- Records of labeled points
********

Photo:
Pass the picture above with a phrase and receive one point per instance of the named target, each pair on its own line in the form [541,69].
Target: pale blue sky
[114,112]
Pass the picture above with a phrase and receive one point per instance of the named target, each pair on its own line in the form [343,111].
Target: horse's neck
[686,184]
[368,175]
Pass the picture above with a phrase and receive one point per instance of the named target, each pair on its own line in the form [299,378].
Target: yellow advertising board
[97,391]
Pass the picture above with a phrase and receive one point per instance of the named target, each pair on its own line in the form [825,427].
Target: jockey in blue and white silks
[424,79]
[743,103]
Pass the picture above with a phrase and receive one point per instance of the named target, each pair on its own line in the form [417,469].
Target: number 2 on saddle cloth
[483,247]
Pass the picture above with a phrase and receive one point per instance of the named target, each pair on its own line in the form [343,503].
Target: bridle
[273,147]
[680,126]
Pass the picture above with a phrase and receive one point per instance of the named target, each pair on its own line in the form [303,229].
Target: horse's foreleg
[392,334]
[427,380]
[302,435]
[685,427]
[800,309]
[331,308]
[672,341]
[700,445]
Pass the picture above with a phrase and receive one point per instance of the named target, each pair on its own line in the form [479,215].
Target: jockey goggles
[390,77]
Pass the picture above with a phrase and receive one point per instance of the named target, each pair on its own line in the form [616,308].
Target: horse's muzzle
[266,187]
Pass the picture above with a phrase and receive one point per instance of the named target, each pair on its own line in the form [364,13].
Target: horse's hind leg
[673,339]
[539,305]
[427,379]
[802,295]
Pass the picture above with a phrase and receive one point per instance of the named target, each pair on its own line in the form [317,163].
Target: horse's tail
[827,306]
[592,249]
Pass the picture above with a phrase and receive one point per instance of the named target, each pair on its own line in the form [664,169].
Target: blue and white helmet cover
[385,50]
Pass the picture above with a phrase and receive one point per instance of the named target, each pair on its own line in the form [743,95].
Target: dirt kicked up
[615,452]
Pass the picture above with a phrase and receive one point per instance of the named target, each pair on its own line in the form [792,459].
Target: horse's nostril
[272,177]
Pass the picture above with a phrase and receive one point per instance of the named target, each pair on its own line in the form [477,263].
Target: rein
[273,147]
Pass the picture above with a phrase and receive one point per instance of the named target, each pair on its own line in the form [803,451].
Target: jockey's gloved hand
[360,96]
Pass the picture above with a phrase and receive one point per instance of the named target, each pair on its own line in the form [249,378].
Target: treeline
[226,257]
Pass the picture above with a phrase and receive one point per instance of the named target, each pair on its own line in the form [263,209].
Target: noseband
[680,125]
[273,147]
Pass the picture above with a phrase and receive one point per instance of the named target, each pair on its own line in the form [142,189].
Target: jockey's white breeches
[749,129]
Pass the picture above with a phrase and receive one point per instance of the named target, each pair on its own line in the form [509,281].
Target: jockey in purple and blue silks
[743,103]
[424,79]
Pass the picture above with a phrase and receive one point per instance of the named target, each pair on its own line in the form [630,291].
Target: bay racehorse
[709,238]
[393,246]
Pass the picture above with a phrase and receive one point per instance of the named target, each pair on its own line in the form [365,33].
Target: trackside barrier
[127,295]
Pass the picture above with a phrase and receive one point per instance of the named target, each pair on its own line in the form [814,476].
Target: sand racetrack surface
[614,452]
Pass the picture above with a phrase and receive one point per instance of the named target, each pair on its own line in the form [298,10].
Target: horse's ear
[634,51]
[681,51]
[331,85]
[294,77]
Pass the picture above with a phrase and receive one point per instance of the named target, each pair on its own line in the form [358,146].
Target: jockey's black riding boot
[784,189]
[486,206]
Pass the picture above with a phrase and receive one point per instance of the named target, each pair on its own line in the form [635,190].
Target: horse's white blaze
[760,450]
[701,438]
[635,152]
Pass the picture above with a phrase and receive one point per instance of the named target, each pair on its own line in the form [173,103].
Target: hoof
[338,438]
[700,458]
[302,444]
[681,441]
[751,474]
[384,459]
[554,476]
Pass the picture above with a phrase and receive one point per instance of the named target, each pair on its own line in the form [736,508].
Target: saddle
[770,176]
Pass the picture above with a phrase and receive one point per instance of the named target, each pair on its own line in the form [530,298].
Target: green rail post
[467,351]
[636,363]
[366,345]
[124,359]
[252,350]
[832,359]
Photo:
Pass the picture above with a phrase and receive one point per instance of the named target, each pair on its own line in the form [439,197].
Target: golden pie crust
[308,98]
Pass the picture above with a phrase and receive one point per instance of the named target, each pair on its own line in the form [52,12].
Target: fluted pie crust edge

********

- DIRECTION
Find the line containing "the form [358,146].", then output it and every line after it to the end of the data, exactly.

- SOLUTION TO THE PROBLEM
Pass the picture above with a phrase and receive one point per instance of the named target, each pair on its own line in the form [358,146].
Target: jockey's black riding boot
[784,189]
[486,206]
Pass the picture above with a phrase and receive one point per instance of the named target, each pair on its own line in the form [635,190].
Target: horse's white blaze
[760,450]
[701,438]
[635,152]
Pass the picture above with a phrase and receive one point per instance of the named target, each pair on its own line in the form [173,103].
Target: hoof
[338,438]
[700,458]
[302,444]
[681,441]
[751,474]
[384,459]
[554,476]
Pass the picture above with a phrase and receive one point per instance of the named target, each pair on its own line in the form [736,508].
Target: saddle
[770,176]
Pass the picture above with a phrase and receive one point per instance of the named target, each pair on its own line in the form [530,298].
Target: green rail post
[467,351]
[636,363]
[366,345]
[124,359]
[252,350]
[832,359]
Photo:
Pass the picture above with a phrase and receive one point per instance of the named target, each pair on its own line in the form [439,197].
Target: golden pie crust
[308,98]
Pass the picture above with a phrase and receive one point per instance of the named target, each pair on its own line in the form [52,12].
Target: fluted pie crust edge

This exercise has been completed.